-- YOUR OBJECTIVE --
Could you render every line of the entries below as a JSON list of strings, one string per line, skipping blank lines and leaving out the pictures?

-- AVAILABLE RECORDS --

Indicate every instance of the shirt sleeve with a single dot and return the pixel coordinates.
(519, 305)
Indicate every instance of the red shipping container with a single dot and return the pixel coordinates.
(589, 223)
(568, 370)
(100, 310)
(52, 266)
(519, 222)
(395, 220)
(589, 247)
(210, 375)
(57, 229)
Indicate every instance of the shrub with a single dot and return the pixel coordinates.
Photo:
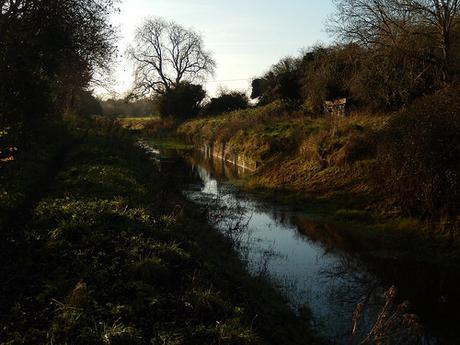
(183, 101)
(419, 156)
(227, 102)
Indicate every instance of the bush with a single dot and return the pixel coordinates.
(419, 156)
(227, 102)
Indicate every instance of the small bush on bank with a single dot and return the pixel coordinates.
(419, 157)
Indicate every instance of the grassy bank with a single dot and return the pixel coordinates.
(112, 254)
(392, 175)
(330, 156)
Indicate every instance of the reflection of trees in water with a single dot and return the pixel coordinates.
(350, 280)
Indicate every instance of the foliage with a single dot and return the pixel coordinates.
(116, 256)
(50, 50)
(183, 101)
(129, 108)
(419, 156)
(226, 102)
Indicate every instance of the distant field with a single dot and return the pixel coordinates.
(137, 123)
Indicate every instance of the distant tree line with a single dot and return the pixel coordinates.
(390, 52)
(50, 52)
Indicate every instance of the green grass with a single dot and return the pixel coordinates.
(113, 254)
(137, 123)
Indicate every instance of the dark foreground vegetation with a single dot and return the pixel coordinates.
(110, 253)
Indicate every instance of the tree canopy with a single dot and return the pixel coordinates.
(165, 54)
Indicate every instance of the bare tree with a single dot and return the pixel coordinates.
(165, 54)
(422, 29)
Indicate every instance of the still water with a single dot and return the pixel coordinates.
(312, 262)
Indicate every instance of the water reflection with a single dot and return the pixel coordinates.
(315, 264)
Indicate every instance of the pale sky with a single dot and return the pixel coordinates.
(245, 37)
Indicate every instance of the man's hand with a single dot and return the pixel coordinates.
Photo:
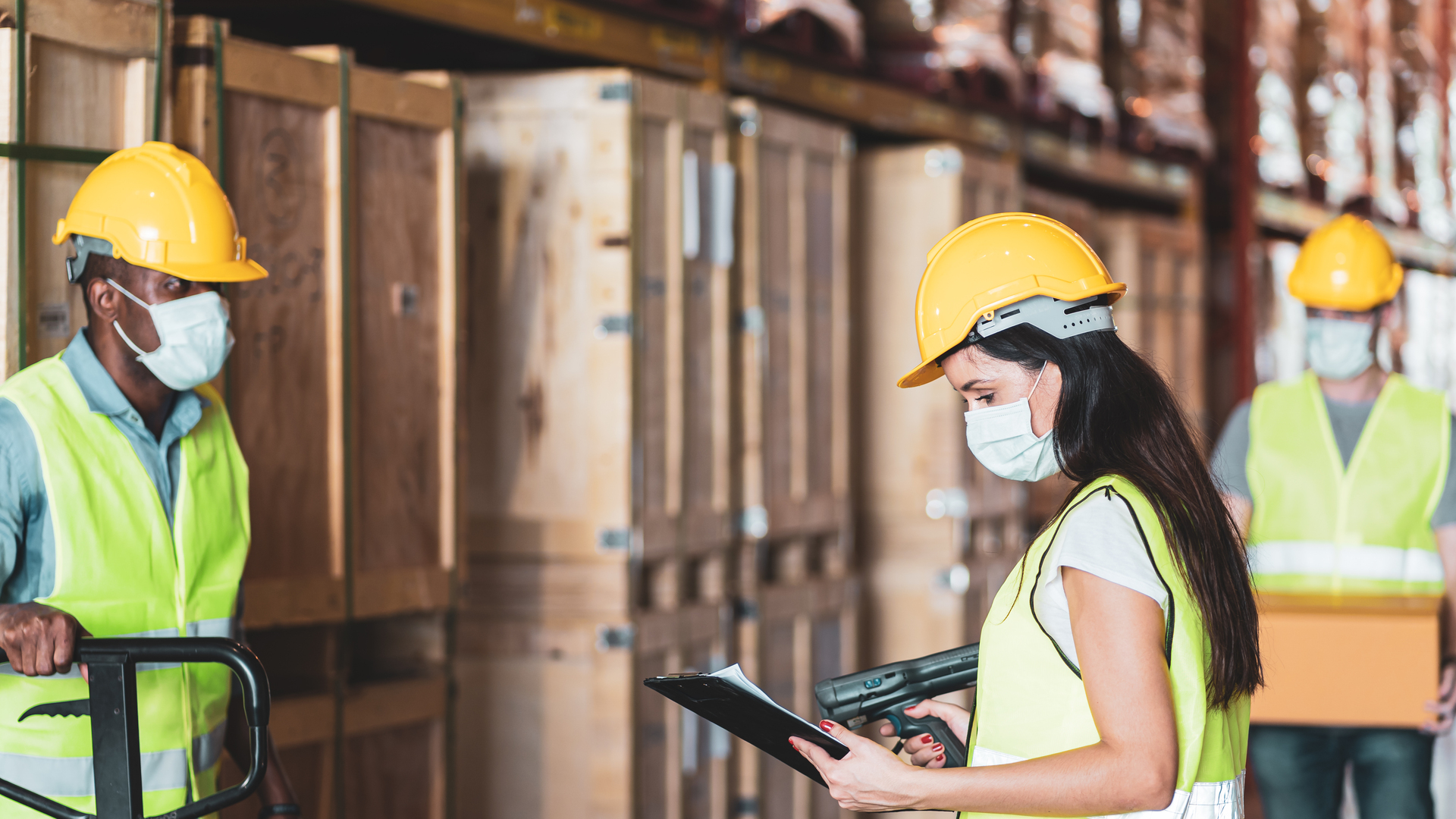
(39, 640)
(1445, 704)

-- COMPLETE OUTPUT --
[
  "Indicate every instance of the shirt sleeve with a single dot and return the pixel coordinates.",
  "(519, 305)",
  "Indicate every instance of the red shipping container with a single dot and return the pixel coordinates.",
  "(589, 223)",
  "(568, 370)",
  "(100, 310)",
  "(52, 266)",
  "(519, 222)",
  "(395, 220)",
  "(589, 247)",
  "(210, 375)",
  "(57, 229)",
  "Indicate every instance of the shrub with a single dot and return the pixel coordinates.",
  "Photo:",
  "(183, 101)",
  "(419, 156)",
  "(227, 102)",
  "Indicate every instance of the bush with a single dot and return the pixel coordinates.",
  "(419, 156)",
  "(227, 102)",
  "Indicate every instance of the small bush on bank with a single dot and return the pixel coordinates.",
  "(419, 157)",
  "Indicate every instance of the grassy bank with a single dot and return the pixel coordinates.",
  "(112, 254)",
  "(392, 175)",
  "(330, 156)",
  "Indicate every instance of the reflection of trees in water with a single dot and return the pixel coordinates.",
  "(350, 280)",
  "Indicate every instance of the foliage with a single dot and return the pixel coordinates.",
  "(116, 256)",
  "(50, 50)",
  "(183, 101)",
  "(129, 108)",
  "(419, 156)",
  "(226, 102)",
  "Indicate every instance of the distant field with a single dot and return the pixel coordinates.",
  "(137, 123)",
  "Indicate every instance of the distant tree line with a single dot and return the pixel coordinates.",
  "(390, 52)",
  "(50, 52)",
  "Indicate every instance of the green grass with a single dot and return the pixel coordinates.",
  "(113, 254)",
  "(137, 123)",
  "Indicate every instance of the dark foreground vegetation with a single dot and return the pixel coordinates.",
  "(110, 253)",
  "Indicate every instance of the tree canopy with a single dot and return the pixel coordinates.",
  "(165, 54)",
  "Indicate every instance of the bare tree with a single dot and return the pixel coordinates.",
  "(165, 54)",
  "(422, 29)",
  "Indicate every instance of the still water with a single dot and return the pixel coordinates.",
  "(312, 262)",
  "Indicate every instance of the water reflection with a single dot and return the pixel coordinates.",
  "(315, 264)",
  "Indicate every instance of the pale sky with a single dot and return the pixel coordinates.",
  "(245, 37)",
  "Indicate every instance of the man's hand with a single dot and return the pixel coordinates.",
  "Photo:",
  "(39, 640)",
  "(1445, 704)"
]